Starting at the line that contains "[outline] region of sky", set down each line exactly until the records end, keeping both ends and adding nothing.

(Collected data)
--- START ---
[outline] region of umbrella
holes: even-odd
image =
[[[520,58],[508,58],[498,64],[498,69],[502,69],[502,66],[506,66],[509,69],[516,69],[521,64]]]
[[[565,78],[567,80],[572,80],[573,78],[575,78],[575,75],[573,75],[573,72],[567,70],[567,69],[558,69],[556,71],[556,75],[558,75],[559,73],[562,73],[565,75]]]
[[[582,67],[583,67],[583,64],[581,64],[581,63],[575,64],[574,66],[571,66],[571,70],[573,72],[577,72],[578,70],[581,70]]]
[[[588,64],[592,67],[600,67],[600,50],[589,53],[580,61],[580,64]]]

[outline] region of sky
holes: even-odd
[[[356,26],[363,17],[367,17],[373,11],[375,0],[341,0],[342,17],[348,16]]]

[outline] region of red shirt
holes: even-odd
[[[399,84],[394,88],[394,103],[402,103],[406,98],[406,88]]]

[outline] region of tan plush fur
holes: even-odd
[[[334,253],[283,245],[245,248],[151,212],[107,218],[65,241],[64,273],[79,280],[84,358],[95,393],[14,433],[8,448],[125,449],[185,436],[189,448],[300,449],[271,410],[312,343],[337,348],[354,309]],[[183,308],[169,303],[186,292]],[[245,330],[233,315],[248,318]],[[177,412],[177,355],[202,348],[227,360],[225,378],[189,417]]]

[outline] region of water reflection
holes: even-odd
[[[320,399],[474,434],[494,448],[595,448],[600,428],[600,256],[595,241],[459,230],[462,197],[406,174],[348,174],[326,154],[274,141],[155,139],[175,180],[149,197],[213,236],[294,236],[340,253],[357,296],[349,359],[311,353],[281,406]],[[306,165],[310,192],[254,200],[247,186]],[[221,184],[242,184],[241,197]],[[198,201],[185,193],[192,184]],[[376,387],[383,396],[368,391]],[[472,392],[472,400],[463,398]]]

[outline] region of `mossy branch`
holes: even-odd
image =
--- END ---
# Answer below:
[outline] region of sky
holes: even-odd
[[[356,26],[363,17],[367,17],[373,11],[375,0],[341,0],[342,17],[348,16]]]

[outline] region of red shirt
holes: even-odd
[[[399,84],[394,88],[394,103],[402,103],[406,98],[406,88]]]

[outline] region of tan plush fur
holes: even-odd
[[[334,253],[283,245],[245,248],[151,212],[107,218],[65,241],[64,273],[79,280],[84,358],[95,393],[14,433],[8,448],[125,449],[185,436],[189,448],[300,449],[271,410],[312,343],[337,348],[354,309]],[[183,308],[169,303],[186,292]],[[245,330],[233,315],[248,318]],[[177,412],[177,355],[202,348],[227,360],[225,378],[189,417]]]

[outline] region of water reflection
holes: even-odd
[[[320,399],[474,434],[494,448],[595,448],[600,428],[600,256],[595,241],[459,230],[462,197],[406,174],[348,174],[326,154],[274,141],[155,139],[175,180],[149,197],[213,236],[294,236],[340,253],[357,296],[349,359],[311,353],[281,406]],[[306,165],[310,192],[254,200],[247,186]],[[221,184],[242,184],[241,197]],[[198,201],[185,193],[192,184]],[[376,387],[383,396],[368,391]],[[472,392],[472,400],[463,398]]]

[outline] region of `mossy branch`
holes: even-odd
image =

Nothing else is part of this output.